→ **Text shown**
■ ■ ■ ■ ■ ■ ■

# My first S&W



## SIGCrazie (May 9, 2007)

I just inherited my fathers' S&W .357 revolver. This is my first revolver and what a beauty. I think it is the mid length barrel, chrome or nickel finish, and it shoots like a beaut. It has nicks on the cylinder...if I wanted to refinish the gun, should I do the whole thing or just the cylinder? If I change the finish to a high gloss blued or black finish, how much am I looking at? This gun fires
.38's and .357 Magnum ammo. Is this normal for revolvers? I'm a Semi-auto fan and collector, any advice on revolvers will help, thanks. I think I like revolvers...uh oh!:smt023


----------



## Sigma_6 (Jun 27, 2007)

As far as I know all .357 can shoot .38's just not the other way around. As for restoring the gun if ya want a shooter just fix the cylinder if it bothers ya but if ya wanna keep it as an heirloom I would say go all out and have it fully redone. As for changing the finish to blue or black I'm not sure on that one, and any how the shiny ones display so much better. just my 2 cents


----------



## rfawcs (Feb 11, 2006)

■ ■ ■ ■ ■ ■ ■

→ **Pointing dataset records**

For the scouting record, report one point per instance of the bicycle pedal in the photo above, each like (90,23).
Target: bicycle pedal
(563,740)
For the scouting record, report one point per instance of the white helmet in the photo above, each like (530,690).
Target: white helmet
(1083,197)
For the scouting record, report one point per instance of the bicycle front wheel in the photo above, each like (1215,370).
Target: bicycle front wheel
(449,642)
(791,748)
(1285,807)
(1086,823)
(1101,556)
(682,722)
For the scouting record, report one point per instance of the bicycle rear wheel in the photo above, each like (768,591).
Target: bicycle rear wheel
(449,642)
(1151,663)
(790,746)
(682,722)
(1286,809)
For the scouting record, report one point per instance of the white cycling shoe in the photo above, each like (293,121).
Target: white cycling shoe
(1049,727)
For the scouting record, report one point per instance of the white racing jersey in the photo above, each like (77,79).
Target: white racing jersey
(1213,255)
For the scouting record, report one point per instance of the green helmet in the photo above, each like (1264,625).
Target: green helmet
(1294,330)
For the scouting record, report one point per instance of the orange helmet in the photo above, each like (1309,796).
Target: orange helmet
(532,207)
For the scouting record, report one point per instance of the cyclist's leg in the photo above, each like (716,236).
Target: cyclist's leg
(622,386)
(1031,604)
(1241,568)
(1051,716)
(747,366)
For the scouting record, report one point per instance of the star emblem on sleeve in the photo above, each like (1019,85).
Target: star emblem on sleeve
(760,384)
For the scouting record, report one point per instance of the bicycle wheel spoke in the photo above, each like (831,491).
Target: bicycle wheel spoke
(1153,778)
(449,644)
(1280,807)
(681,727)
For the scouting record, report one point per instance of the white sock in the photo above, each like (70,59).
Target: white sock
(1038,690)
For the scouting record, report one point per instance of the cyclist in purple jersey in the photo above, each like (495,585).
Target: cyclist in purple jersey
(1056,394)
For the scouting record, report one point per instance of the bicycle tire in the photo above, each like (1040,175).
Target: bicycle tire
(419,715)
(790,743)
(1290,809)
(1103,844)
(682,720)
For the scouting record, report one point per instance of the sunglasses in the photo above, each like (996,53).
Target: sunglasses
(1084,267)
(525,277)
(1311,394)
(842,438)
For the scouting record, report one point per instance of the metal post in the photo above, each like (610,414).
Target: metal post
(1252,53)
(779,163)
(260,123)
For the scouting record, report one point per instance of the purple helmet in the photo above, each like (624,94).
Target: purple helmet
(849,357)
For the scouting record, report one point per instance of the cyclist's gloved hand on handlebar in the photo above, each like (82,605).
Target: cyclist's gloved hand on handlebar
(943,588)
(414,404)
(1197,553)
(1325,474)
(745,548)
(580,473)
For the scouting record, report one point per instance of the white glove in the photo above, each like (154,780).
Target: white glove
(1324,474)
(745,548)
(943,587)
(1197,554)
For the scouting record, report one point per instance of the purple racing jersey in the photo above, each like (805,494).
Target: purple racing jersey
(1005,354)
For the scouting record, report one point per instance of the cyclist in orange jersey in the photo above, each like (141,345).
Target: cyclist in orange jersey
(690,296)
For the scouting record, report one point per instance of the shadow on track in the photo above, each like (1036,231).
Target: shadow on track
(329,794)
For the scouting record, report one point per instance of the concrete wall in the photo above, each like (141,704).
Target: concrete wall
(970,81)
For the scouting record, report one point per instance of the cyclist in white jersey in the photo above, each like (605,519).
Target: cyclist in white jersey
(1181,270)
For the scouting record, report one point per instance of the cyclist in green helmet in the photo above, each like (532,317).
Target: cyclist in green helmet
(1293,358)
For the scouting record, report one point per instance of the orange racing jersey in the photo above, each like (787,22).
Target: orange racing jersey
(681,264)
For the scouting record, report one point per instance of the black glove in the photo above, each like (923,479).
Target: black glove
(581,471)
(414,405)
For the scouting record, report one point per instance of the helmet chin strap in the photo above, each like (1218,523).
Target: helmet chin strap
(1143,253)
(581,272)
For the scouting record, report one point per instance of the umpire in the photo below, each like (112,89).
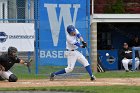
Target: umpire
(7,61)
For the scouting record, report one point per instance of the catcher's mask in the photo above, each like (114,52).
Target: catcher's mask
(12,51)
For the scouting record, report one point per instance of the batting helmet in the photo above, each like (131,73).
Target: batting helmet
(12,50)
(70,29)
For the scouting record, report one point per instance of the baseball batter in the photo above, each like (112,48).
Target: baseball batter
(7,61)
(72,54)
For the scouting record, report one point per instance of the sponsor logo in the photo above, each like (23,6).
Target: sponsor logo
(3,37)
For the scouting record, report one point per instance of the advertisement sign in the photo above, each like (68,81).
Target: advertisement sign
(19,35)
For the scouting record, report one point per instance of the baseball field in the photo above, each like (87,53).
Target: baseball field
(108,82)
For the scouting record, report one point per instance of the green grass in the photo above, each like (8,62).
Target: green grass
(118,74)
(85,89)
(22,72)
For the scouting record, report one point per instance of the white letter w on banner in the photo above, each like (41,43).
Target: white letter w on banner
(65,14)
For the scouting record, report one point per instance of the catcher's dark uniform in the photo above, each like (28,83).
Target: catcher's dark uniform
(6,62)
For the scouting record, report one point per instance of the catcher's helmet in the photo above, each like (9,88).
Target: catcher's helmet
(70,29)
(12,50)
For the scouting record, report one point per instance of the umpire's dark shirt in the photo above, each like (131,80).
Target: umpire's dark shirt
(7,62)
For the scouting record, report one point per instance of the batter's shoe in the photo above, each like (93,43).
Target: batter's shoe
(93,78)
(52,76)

■ ■ ■ ■ ■ ■ ■

→ **What needs to be done**
Duplicate the part of the revolver thread above starting at "## SIGCrazie (May" and ending at "(Jun 27, 2007)".

→ **Final result**
## SIGCrazie (May 9, 2007)

I just inherited my fathers' S&W .357 revolver. This is my first revolver and what a beauty. I think it is the mid length barrel, chrome or nickel finish, and it shoots like a beaut. It has nicks on the cylinder...if I wanted to refinish the gun, should I do the whole thing or just the cylinder? If I change the finish to a high gloss blued or black finish, how much am I looking at? This gun fires
.38's and .357 Magnum ammo. Is this normal for revolvers? I'm a Semi-auto fan and collector, any advice on revolvers will help, thanks. I think I like revolvers...uh oh!:smt023


----------



## Sigma_6 (Jun 27, 2007)